(Dataset rows)
########################################

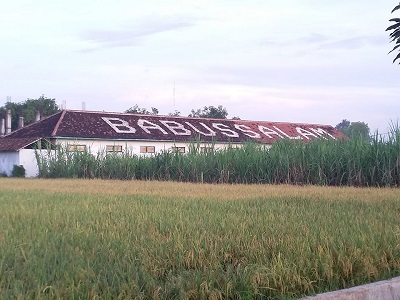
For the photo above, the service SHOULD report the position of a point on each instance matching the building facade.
(142, 135)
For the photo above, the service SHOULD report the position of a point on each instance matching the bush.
(18, 171)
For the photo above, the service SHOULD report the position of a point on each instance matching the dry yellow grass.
(193, 190)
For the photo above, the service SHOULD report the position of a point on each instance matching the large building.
(140, 134)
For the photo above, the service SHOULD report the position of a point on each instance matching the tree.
(354, 129)
(343, 126)
(141, 111)
(219, 112)
(28, 109)
(395, 34)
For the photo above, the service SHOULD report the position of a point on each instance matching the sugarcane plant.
(395, 34)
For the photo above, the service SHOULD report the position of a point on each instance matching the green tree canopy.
(395, 34)
(219, 112)
(28, 109)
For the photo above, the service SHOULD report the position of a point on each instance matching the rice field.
(109, 239)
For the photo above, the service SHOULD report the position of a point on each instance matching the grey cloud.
(325, 42)
(132, 34)
(355, 42)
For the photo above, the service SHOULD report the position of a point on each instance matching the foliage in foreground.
(69, 245)
(354, 162)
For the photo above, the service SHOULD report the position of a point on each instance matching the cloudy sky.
(308, 61)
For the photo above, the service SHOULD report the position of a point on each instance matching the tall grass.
(352, 162)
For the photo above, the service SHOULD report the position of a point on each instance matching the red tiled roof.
(10, 144)
(106, 125)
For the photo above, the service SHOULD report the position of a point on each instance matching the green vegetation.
(115, 240)
(356, 161)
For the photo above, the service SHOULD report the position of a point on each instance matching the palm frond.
(396, 8)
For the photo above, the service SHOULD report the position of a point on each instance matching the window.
(147, 149)
(114, 148)
(178, 149)
(79, 148)
(206, 149)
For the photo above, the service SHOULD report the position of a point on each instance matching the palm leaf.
(394, 26)
(396, 8)
(394, 48)
(396, 58)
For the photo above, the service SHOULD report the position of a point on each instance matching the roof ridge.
(58, 123)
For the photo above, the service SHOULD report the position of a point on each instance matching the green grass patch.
(60, 245)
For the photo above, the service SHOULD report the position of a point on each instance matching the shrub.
(18, 171)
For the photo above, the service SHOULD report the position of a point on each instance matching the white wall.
(7, 161)
(27, 159)
(134, 146)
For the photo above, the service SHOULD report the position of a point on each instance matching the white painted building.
(141, 135)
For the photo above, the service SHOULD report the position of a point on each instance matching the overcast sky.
(308, 61)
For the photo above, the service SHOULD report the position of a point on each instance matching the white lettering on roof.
(231, 129)
(119, 125)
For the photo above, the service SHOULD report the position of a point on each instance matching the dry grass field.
(100, 239)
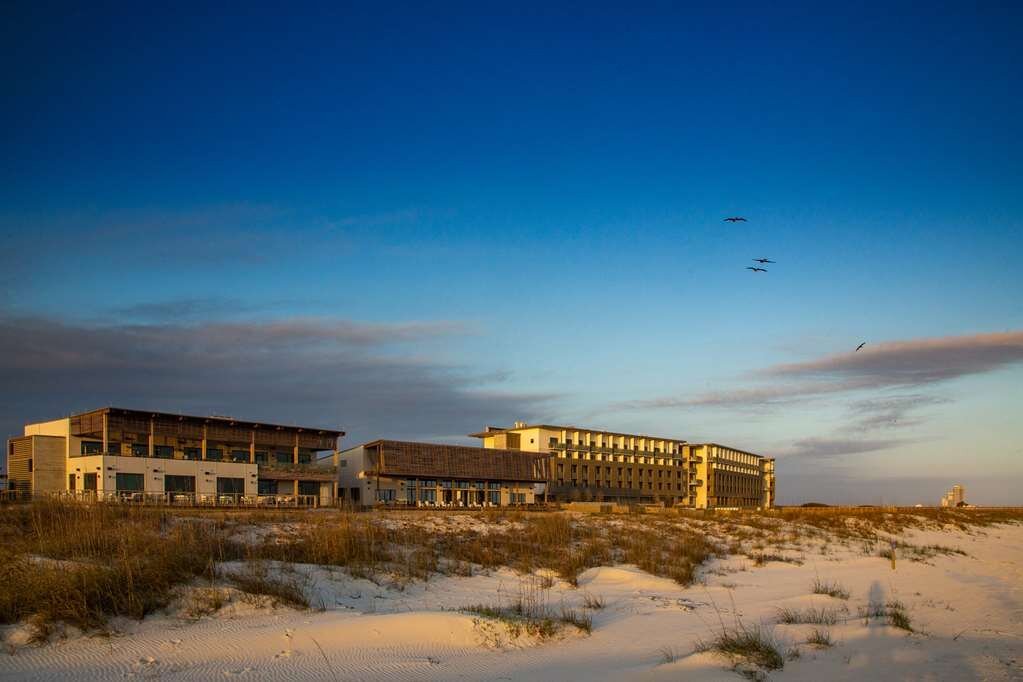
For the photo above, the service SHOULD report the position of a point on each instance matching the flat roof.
(191, 417)
(503, 429)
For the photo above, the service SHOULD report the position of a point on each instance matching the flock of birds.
(764, 261)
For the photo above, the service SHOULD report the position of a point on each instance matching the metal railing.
(192, 499)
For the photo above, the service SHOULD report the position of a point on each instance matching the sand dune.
(967, 612)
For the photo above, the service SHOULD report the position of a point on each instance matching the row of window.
(628, 484)
(135, 483)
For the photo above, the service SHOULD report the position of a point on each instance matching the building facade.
(417, 474)
(587, 464)
(724, 476)
(134, 453)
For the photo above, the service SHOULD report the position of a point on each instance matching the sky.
(411, 221)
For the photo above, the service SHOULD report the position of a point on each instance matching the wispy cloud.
(371, 379)
(823, 448)
(897, 364)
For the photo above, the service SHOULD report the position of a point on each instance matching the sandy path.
(969, 608)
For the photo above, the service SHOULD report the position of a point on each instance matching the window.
(177, 484)
(226, 486)
(130, 483)
(92, 448)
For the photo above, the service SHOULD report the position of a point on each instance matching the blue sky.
(410, 221)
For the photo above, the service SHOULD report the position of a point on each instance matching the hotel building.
(116, 452)
(401, 473)
(588, 464)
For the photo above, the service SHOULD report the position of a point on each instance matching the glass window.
(176, 484)
(230, 486)
(92, 448)
(130, 483)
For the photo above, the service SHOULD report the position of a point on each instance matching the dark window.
(130, 483)
(176, 484)
(227, 486)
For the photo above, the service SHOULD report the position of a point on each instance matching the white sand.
(968, 611)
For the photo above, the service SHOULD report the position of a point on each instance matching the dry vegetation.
(81, 564)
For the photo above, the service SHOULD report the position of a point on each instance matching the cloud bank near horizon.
(371, 379)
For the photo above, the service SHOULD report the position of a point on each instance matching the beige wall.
(107, 466)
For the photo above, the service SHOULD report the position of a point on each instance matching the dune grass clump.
(831, 588)
(809, 616)
(820, 638)
(747, 645)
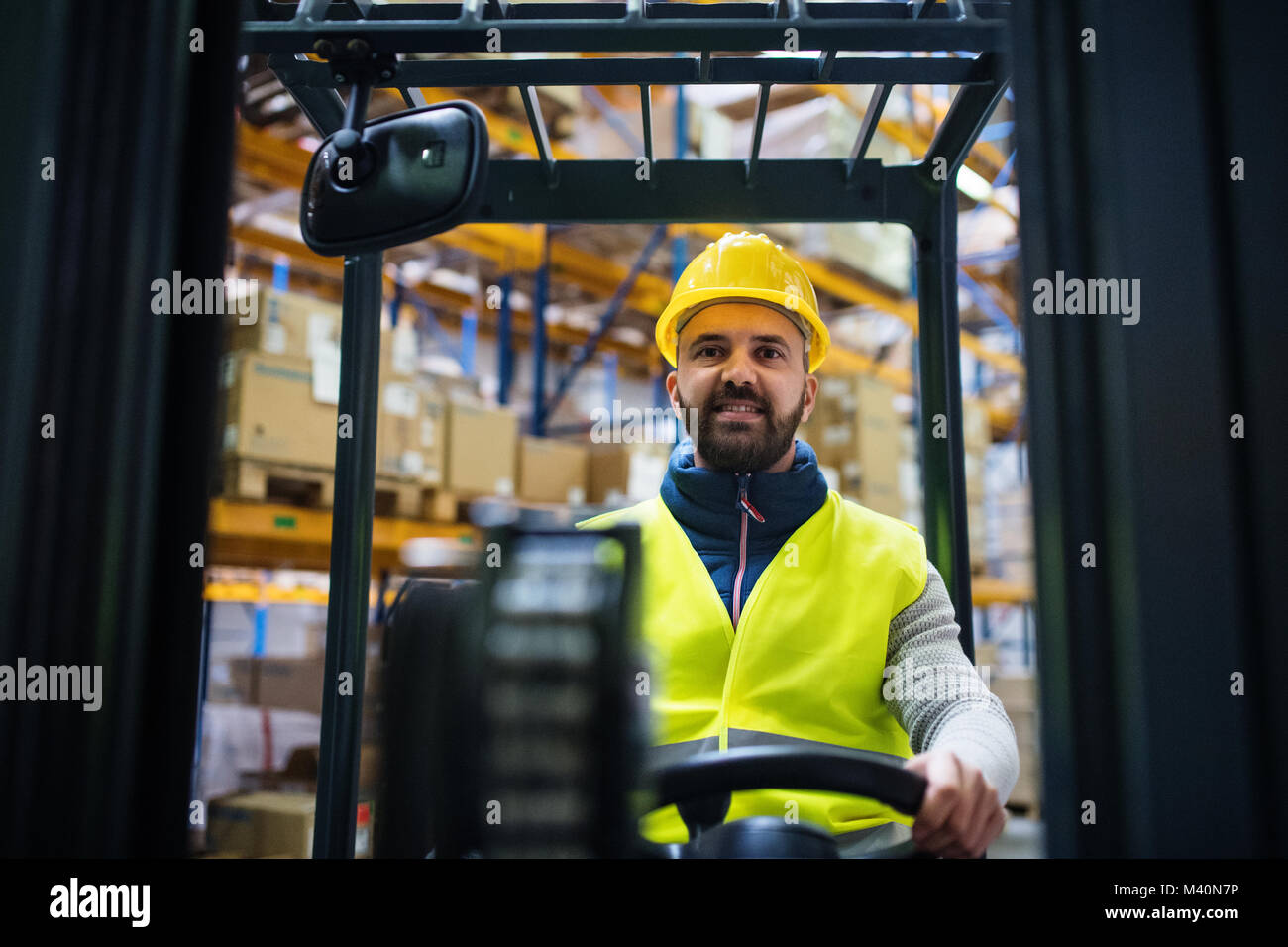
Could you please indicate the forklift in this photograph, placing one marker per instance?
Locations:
(404, 176)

########################################

### REQUEST
Rewrite all of the data above with "SHOULD" replaced by "MUST" everywhere, changing nothing else and omitting the pictures.

### RESPONSE FOR THIS EXERCISE
For the photo above, the service MUST report the position of a point on each instance matching the building facade.
(142, 135)
For the photo above, the service MUST report the position of a point on each instance matching the bush.
(18, 171)
For the photo above, the service MUST report the position of a point on each instance matching the dry yellow grass.
(193, 190)
For the photo above, the service MUST report the position of a point on each instance matching the large building.
(140, 134)
For the photo above, the service MUST report the position of a point on each instance matching the tree.
(354, 129)
(343, 126)
(141, 111)
(219, 112)
(28, 109)
(395, 34)
For the photo above, the service MUST report the position of a point on each instance matching the sugarcane plant.
(395, 34)
For the photo above, the service MUST report the position of a point on each instance matching the green tree canopy.
(395, 34)
(219, 112)
(28, 109)
For the photo above, the service MUST report the position of a point on each instance matching the rice field.
(109, 239)
For the photo above, the service MUST report the position of a point on each instance matching the grey cloud.
(325, 42)
(132, 34)
(355, 42)
For the photo above, the service MUST report the position of a point on each instance matching the foliage in foreground.
(69, 245)
(354, 162)
For the photo above, the service MUST report the position of a point on each instance matching the cloudy sky.
(308, 61)
For the photo above, the service MUST report the position of a point on each instance matching the tall grass.
(352, 162)
For the photo above, the service MUST report the position of a point on each instance matching the red tiled roof.
(10, 144)
(106, 125)
For the photo above, the service MUST report the position of a point on each instance matching the green vegetation.
(115, 240)
(356, 161)
For the photo above, the service MUST report the position of a point on each instance matching the palm frond.
(396, 8)
For the photo above, the service MUST report the position of a point on each instance matching the window.
(147, 149)
(114, 148)
(178, 149)
(79, 148)
(206, 149)
For the photo above, the service MUST report the position of a point on each instance matching the palm leaf.
(394, 26)
(396, 8)
(394, 48)
(396, 58)
For the photo above, the service MUST report the position of a point on each instance matching the roof ridge.
(58, 123)
For the photo above, the service MUST report the position of a point on each instance matching the green grass patch.
(60, 245)
For the photo above, the service MUST report the position of a point on each instance matching the shrub.
(18, 171)
For the photo above, the service MUST report the position of a point on each instance matching the white wall.
(7, 161)
(27, 159)
(134, 146)
For the photo above, the service MUST report the position of a point on each instance matching the white painted building.
(141, 135)
For the photo above, the service MUST report the position of a point on each instance matching the overcast sky.
(308, 61)
For the photo above, the service MUST report the position of a point on each instance matching the white lettering on roof.
(231, 129)
(119, 125)
For the photo above, the service MUST report the position of a point on each instance matching the dry grass field.
(100, 239)
For the photo above, the service MUST report the position of a point on each instance matching the flat roof.
(191, 417)
(503, 429)
For the photo above, the service MUST report the position of a point on each instance matching the flock of birds.
(764, 261)
For the photo above, the service MUST report the position of a point on each instance matching the metal railing.
(192, 499)
For the photo above, the service MUST report the position of a point on each instance matching the sand dune.
(967, 612)
For the photo above, the service MUST report the position of a point on each instance matching the row of window.
(628, 484)
(135, 483)
For the photo above, the service MUST report the position of a point on each instance matching the building facade.
(417, 474)
(587, 464)
(724, 476)
(134, 453)
For the photo above, the service MUST report the position of a point on each instance matching the sky.
(411, 221)
For the photo above, the service MUST report the position of a point on each instance matching the wispy cloud.
(371, 379)
(823, 448)
(897, 364)
For the photo above, the service MUST report the position of a point on each instance matching the sandy path.
(969, 608)
For the photo above, the service MUST report the position of a point on each instance matching the window.
(177, 484)
(226, 486)
(130, 483)
(92, 448)
For the photo above, the service MUST report the position of a point on each instance matching the blue sky.
(410, 221)
For the photo above, the service MUST report the position of a point on each instance matching the hotel building.
(116, 452)
(401, 473)
(588, 464)
For the photo above, the service MUST report the position of a point on each instance matching the glass window.
(176, 484)
(230, 486)
(92, 448)
(130, 483)
For the photo above, the service MUST report the position of a point on each instance matching the dark window.
(130, 483)
(176, 484)
(227, 486)
For the photo above, the service MUST report the position of a point on each instance matching the white sand.
(968, 611)
For the photo above, the service MUST report the position of a point on each instance matching the dry vegetation.
(81, 564)
For the photo above, the service MUST report the position of a point on each instance matching the cloud bank near horizon.
(371, 379)
For the photo above, the service MUST report the position of a point on each instance matching the beige wall.
(107, 466)
For the photo above, the service MUST report the position of a point on each instance matching the dune grass clump.
(831, 588)
(809, 616)
(820, 638)
(747, 645)
Could you please indicate the forklift in this photograph, placing one marker per instance?
Locations:
(404, 176)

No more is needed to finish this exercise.